AIM OF THE EXERCISE:
Scan the material for the word "with", and copy each line where it shows up.

====== INFORMATION ======

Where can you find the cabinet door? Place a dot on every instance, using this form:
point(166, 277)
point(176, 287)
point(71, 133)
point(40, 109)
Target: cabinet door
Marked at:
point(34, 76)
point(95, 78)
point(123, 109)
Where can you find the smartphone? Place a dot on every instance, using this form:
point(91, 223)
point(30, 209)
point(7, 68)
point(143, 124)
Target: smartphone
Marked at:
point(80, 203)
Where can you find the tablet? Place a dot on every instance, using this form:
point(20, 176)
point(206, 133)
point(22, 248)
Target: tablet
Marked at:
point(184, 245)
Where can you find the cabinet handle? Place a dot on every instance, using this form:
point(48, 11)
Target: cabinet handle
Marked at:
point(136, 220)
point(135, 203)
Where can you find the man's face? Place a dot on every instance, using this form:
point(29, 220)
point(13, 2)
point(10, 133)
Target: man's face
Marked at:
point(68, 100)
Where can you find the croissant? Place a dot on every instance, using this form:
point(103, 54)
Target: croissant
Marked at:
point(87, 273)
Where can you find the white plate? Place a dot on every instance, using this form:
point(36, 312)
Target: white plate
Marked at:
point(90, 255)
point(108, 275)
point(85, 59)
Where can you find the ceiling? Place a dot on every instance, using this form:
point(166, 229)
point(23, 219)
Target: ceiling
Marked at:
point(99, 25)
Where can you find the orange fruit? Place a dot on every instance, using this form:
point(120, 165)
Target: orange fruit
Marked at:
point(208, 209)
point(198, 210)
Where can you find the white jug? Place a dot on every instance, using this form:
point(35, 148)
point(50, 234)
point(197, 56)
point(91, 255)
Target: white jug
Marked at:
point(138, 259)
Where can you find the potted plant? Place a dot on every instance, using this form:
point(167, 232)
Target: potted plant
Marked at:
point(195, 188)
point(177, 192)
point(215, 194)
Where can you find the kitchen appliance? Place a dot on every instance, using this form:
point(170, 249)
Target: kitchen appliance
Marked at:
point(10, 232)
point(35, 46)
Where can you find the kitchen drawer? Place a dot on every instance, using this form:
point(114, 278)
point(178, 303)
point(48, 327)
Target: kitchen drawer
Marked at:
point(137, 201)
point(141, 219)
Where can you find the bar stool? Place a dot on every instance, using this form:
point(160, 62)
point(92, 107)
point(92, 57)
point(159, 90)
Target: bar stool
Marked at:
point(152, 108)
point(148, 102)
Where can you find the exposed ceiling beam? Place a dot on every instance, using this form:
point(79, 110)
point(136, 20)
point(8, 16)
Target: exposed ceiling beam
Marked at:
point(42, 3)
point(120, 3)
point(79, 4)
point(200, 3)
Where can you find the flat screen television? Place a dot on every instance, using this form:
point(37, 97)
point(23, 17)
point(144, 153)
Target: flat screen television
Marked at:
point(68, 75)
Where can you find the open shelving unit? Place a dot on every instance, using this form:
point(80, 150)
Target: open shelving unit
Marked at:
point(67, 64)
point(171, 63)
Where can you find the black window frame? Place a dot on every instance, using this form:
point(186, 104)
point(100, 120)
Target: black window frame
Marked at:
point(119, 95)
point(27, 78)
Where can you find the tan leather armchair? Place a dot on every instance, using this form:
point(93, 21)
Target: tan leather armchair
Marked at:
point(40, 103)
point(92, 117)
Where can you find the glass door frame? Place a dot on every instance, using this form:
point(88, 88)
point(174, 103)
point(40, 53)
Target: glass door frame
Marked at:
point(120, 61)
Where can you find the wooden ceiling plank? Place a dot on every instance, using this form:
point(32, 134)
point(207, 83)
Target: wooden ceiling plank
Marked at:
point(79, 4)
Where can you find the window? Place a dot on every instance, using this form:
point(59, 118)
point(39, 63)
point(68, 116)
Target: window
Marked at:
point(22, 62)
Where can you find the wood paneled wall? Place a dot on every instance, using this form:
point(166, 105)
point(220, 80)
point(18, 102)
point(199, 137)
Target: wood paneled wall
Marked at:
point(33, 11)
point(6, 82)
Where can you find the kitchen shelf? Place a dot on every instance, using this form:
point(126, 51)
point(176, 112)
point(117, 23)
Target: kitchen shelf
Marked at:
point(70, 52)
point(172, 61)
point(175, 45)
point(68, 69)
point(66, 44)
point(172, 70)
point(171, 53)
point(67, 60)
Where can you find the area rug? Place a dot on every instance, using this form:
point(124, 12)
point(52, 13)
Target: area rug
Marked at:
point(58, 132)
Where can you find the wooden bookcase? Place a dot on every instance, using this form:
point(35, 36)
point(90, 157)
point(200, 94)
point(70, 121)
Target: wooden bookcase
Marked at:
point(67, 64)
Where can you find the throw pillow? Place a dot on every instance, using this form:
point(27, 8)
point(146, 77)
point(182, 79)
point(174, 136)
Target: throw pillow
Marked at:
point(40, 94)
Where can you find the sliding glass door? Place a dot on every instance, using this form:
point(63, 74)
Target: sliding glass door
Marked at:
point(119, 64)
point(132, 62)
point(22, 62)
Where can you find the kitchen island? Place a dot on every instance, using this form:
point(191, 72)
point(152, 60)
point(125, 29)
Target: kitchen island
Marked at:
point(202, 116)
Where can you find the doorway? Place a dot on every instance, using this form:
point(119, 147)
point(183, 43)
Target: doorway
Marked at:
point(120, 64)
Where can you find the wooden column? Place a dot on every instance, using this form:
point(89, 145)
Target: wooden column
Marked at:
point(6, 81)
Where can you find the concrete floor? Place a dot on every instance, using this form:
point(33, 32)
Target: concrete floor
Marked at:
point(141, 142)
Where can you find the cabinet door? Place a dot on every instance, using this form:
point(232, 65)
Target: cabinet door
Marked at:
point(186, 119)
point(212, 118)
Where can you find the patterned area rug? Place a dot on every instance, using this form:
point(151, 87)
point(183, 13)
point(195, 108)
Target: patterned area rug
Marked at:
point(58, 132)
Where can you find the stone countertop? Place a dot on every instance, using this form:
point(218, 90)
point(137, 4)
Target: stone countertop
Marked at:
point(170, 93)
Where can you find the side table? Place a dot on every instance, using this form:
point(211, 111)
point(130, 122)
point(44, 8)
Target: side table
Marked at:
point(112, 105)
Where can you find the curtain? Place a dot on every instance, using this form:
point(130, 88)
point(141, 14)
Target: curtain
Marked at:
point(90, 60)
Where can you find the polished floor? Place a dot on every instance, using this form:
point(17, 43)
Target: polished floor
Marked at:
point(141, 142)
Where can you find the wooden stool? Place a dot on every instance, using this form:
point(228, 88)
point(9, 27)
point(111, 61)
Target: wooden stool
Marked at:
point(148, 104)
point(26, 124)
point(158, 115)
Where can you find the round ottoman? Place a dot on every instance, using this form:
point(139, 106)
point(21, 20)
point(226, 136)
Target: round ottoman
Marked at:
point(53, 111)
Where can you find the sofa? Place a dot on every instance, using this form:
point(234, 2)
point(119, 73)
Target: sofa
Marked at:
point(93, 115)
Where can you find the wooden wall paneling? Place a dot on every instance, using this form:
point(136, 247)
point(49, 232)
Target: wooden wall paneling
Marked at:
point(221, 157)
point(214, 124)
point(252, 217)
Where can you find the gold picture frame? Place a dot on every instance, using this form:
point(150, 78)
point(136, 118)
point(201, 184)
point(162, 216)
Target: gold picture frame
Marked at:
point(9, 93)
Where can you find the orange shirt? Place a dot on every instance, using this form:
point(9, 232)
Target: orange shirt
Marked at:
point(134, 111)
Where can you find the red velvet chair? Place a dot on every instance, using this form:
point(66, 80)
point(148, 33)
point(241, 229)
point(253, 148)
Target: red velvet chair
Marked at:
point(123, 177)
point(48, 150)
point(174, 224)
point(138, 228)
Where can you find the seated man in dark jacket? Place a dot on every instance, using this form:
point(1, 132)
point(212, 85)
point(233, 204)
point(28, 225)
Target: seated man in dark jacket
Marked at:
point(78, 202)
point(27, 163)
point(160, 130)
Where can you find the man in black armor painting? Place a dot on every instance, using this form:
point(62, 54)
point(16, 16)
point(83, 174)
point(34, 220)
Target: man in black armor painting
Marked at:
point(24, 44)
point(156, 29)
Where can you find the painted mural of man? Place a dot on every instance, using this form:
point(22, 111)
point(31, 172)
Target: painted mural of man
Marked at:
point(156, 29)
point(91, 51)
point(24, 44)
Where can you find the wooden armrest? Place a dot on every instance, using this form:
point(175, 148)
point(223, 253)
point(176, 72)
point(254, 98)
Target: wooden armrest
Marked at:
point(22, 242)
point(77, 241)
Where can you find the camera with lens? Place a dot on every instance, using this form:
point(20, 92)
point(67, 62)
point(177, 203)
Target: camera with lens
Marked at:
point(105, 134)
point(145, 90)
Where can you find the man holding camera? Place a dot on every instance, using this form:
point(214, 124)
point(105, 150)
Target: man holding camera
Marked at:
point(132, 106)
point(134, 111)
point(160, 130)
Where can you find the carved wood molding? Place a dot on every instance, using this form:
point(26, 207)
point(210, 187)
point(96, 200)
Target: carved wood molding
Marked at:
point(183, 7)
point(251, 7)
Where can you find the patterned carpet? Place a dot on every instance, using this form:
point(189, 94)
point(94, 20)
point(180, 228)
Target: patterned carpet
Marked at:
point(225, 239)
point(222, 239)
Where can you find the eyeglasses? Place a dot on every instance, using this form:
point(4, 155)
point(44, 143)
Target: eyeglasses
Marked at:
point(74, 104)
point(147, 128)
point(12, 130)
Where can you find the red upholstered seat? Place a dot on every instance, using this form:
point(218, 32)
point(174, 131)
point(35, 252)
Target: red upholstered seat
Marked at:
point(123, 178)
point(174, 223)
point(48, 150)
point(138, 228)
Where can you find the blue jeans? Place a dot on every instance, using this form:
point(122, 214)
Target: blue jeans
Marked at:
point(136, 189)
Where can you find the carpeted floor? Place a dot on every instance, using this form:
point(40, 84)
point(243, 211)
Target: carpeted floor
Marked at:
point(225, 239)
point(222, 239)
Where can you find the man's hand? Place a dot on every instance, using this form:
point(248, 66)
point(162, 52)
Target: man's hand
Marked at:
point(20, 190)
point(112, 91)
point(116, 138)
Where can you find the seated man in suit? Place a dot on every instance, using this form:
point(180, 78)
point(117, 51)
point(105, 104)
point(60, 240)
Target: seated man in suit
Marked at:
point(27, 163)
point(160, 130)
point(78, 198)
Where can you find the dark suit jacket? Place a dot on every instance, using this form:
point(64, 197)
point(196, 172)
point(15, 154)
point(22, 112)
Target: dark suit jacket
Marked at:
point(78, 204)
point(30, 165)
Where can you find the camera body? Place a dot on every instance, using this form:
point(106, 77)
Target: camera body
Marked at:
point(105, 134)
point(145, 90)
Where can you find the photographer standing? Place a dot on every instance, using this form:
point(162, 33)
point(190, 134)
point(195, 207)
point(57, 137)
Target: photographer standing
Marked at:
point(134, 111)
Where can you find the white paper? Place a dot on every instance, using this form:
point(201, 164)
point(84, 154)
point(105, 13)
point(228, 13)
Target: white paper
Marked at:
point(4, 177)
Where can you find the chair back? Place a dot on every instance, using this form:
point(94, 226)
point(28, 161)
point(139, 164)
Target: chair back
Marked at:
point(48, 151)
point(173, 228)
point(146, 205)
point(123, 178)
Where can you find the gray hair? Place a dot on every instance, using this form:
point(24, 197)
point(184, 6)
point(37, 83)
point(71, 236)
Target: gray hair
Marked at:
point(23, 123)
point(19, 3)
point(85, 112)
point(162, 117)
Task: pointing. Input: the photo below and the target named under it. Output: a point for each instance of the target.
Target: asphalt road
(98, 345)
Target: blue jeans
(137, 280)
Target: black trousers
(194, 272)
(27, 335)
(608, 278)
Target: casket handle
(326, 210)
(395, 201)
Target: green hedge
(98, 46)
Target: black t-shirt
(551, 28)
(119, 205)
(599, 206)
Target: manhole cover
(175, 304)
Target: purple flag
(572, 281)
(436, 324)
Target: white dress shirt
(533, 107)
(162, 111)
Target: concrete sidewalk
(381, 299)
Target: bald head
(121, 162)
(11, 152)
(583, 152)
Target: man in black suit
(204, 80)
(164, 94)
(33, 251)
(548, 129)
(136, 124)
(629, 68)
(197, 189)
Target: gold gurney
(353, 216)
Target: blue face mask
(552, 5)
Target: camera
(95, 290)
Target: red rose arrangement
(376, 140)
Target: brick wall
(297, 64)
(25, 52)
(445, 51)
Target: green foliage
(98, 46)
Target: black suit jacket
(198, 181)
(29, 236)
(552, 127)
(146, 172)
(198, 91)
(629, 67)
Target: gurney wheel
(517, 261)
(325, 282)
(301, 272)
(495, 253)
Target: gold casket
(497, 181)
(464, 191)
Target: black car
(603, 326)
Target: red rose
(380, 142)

======

WRITTEN RESPONSE:
Where can you find the camera with lens? Place a dot on every instance, using this form:
Target: camera with lens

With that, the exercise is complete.